Return each line of the listing that contains the string "instance".

━━━━━━━━━━━━━━━━

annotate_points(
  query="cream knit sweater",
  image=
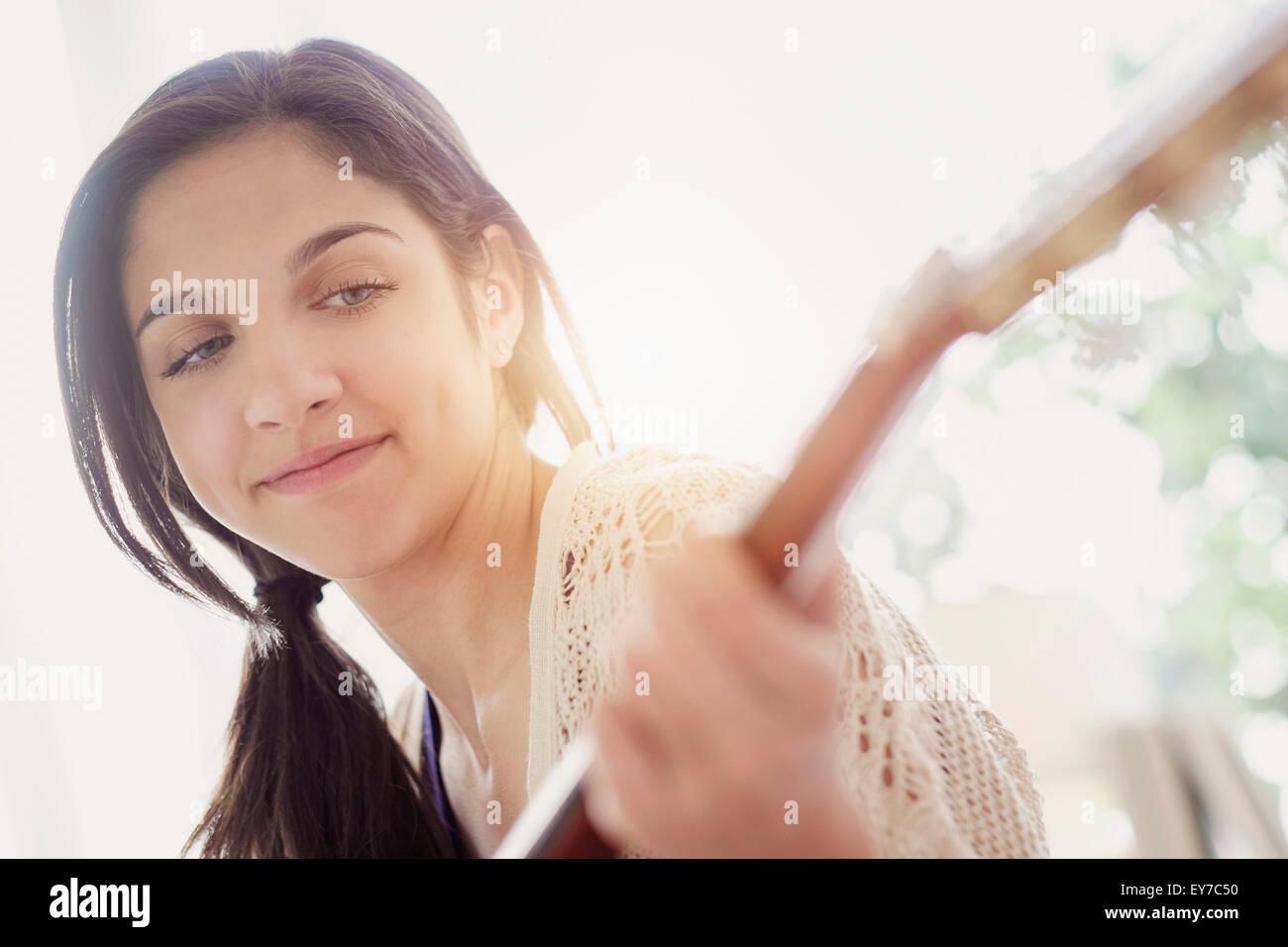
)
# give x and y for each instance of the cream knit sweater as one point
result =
(936, 777)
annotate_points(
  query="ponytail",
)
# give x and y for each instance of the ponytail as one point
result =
(312, 768)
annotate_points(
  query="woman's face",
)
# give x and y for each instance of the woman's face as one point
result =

━━━━━━━━━━━━━━━━

[Written solution]
# give x and y for each instance of the cream knit sweater as one point
# give x and y for each instance of the ponytail as one point
# give x and y for each instance of the woman's face as one point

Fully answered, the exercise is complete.